● PROBLEM DESCRIPTION:
Among the lines below, copy exactly those from the one with "Target: gerbil's claw" through the one with "mark the snow-capped", counting both ends.

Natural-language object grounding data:
-.-.-
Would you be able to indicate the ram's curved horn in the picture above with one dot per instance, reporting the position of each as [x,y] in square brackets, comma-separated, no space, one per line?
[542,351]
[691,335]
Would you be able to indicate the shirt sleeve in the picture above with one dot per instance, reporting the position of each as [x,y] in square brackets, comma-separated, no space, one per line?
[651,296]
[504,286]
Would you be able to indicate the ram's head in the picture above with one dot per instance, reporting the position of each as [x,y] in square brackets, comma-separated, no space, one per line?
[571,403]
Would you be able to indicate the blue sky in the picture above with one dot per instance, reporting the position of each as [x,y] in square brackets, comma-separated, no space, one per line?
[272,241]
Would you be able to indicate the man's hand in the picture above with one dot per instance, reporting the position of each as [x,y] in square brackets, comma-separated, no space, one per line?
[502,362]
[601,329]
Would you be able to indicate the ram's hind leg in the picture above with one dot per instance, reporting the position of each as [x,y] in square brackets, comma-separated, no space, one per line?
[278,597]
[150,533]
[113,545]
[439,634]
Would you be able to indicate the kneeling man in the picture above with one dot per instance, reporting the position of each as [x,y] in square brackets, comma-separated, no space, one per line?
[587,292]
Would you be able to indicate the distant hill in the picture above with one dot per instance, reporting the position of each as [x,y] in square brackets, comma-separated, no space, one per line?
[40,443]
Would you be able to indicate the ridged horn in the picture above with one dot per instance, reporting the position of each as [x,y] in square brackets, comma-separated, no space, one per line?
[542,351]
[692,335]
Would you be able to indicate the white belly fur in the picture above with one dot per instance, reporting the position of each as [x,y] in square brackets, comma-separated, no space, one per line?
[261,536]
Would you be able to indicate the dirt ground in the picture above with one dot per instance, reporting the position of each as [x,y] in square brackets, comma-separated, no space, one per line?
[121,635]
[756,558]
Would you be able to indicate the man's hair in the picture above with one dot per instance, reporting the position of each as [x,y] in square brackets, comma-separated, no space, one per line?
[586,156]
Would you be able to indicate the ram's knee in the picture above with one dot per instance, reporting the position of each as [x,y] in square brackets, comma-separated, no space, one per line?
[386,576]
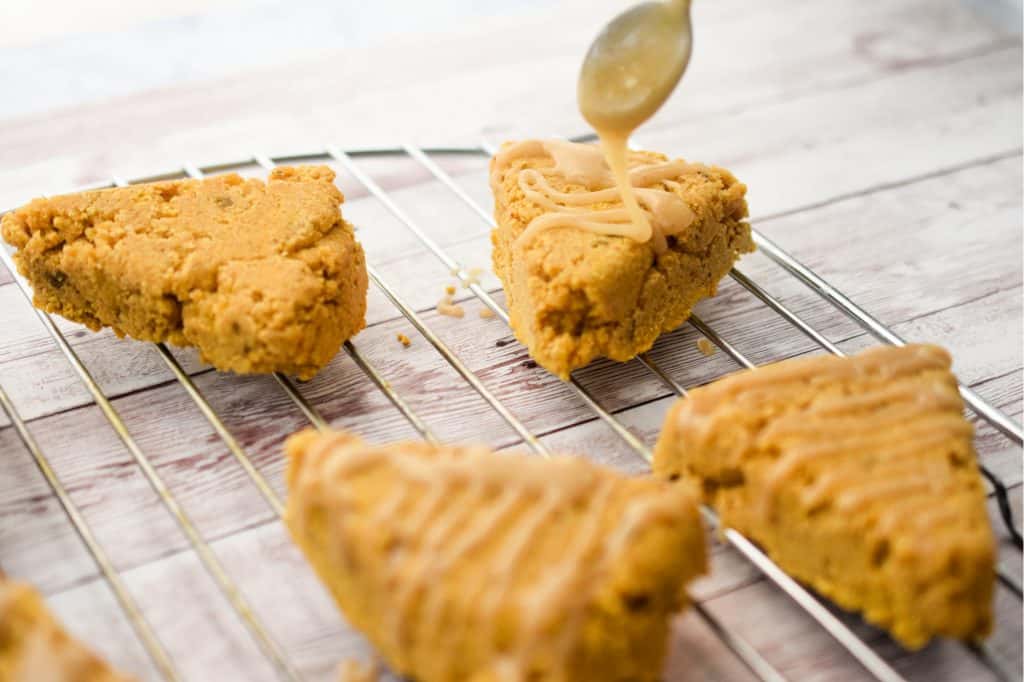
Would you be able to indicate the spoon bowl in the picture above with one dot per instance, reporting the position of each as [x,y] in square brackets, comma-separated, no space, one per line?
[634,65]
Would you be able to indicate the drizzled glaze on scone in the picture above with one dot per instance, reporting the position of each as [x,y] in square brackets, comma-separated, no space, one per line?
[469,562]
[597,206]
[858,475]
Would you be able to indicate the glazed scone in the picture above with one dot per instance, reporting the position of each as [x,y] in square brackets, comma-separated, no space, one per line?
[462,564]
[258,276]
[857,475]
[35,648]
[574,295]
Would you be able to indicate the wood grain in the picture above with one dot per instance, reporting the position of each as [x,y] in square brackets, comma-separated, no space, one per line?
[883,147]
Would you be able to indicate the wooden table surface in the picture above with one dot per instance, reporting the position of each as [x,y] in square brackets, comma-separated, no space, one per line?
[882,145]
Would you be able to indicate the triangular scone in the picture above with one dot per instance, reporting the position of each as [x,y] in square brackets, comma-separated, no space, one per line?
[857,475]
[574,295]
[461,564]
[259,276]
[34,647]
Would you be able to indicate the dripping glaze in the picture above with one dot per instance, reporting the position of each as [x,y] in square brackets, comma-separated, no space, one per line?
[664,212]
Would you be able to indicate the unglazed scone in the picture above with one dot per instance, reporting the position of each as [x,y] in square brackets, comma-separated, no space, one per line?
[857,475]
[461,564]
[573,294]
[258,276]
[34,647]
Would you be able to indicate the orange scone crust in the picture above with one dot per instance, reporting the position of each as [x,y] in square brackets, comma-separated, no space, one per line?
[259,276]
[34,647]
[857,475]
[574,295]
[461,564]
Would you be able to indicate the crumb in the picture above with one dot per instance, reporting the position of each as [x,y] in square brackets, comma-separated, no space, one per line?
[353,670]
[706,346]
[446,307]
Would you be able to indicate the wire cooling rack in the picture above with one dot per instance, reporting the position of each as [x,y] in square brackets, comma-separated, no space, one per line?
[873,665]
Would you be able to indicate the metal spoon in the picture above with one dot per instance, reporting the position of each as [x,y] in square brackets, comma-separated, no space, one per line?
[634,65]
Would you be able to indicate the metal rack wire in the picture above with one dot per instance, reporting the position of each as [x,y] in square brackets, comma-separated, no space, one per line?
[749,655]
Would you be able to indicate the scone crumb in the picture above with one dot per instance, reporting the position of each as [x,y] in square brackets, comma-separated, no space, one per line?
[353,670]
[446,307]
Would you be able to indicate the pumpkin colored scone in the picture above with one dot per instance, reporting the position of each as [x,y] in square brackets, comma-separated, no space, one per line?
[259,276]
[459,563]
[576,295]
[857,475]
[34,647]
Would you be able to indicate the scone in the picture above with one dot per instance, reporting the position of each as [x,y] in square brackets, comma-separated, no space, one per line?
[857,475]
[462,564]
[34,647]
[573,294]
[258,276]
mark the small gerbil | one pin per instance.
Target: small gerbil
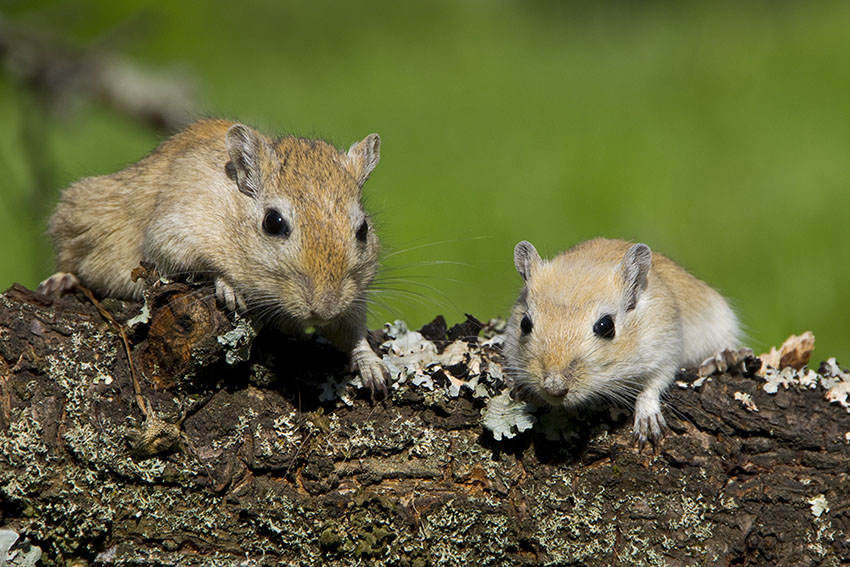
(608, 320)
(276, 225)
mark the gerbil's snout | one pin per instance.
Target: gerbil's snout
(556, 384)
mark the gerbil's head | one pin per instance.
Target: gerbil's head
(308, 248)
(577, 330)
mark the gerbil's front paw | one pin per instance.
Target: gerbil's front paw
(649, 423)
(372, 371)
(726, 359)
(229, 296)
(58, 283)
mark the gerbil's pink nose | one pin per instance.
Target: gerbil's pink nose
(556, 385)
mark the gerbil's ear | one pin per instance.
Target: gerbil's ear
(244, 146)
(526, 259)
(636, 266)
(364, 156)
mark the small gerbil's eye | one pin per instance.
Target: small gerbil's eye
(526, 325)
(604, 328)
(274, 224)
(362, 231)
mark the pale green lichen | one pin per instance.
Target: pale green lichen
(237, 342)
(506, 417)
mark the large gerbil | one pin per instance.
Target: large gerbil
(276, 225)
(609, 320)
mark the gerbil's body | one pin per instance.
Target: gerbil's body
(276, 225)
(608, 320)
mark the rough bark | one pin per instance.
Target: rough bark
(240, 461)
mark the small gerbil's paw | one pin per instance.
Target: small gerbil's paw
(372, 371)
(726, 359)
(228, 296)
(58, 283)
(649, 423)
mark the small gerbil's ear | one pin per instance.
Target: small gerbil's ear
(244, 146)
(636, 266)
(526, 259)
(364, 156)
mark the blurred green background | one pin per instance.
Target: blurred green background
(718, 133)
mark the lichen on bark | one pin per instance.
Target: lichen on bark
(281, 460)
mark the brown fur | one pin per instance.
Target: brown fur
(195, 206)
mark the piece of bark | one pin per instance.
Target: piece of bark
(266, 473)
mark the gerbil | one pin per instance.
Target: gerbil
(608, 320)
(276, 225)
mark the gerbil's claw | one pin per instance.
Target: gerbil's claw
(649, 428)
(723, 361)
(228, 296)
(58, 283)
(372, 371)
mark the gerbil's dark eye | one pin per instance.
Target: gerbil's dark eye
(526, 325)
(274, 224)
(362, 231)
(604, 328)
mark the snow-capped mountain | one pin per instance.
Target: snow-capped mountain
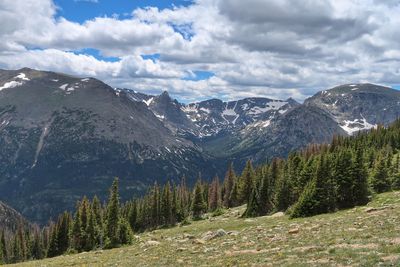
(212, 117)
(62, 137)
(357, 107)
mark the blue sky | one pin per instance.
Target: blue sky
(82, 10)
(201, 49)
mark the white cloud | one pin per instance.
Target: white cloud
(272, 48)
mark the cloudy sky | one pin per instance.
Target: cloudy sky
(207, 48)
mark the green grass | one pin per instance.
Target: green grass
(352, 237)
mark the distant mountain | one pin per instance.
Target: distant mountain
(63, 137)
(260, 128)
(358, 106)
(10, 218)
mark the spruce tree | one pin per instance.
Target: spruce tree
(76, 231)
(380, 177)
(166, 205)
(3, 248)
(125, 232)
(253, 205)
(283, 194)
(265, 193)
(318, 196)
(343, 177)
(91, 232)
(234, 196)
(229, 181)
(112, 222)
(133, 216)
(246, 182)
(63, 225)
(53, 250)
(214, 197)
(198, 206)
(360, 179)
(37, 250)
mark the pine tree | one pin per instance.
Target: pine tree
(91, 232)
(84, 220)
(343, 177)
(214, 197)
(166, 205)
(76, 231)
(318, 196)
(380, 178)
(253, 206)
(307, 203)
(113, 217)
(37, 249)
(234, 196)
(97, 213)
(3, 248)
(265, 193)
(155, 206)
(246, 182)
(360, 179)
(229, 181)
(53, 250)
(125, 233)
(133, 216)
(283, 194)
(198, 206)
(63, 230)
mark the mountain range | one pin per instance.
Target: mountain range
(63, 137)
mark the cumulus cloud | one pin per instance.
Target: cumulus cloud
(276, 48)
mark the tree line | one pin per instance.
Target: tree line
(318, 179)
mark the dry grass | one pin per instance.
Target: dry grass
(347, 238)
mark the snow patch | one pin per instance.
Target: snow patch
(160, 117)
(11, 84)
(22, 76)
(148, 102)
(273, 105)
(356, 125)
(64, 86)
(206, 110)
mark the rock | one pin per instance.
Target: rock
-.-.-
● EXERCISE OUTPUT:
Target: gerbil's claw
(649, 428)
(723, 361)
(228, 296)
(58, 283)
(372, 371)
mark the gerbil's dark eye | one pin per instance.
Target: gerbil's dark eye
(526, 325)
(274, 224)
(362, 231)
(604, 328)
mark the snow-capped mountain | one pin per instance.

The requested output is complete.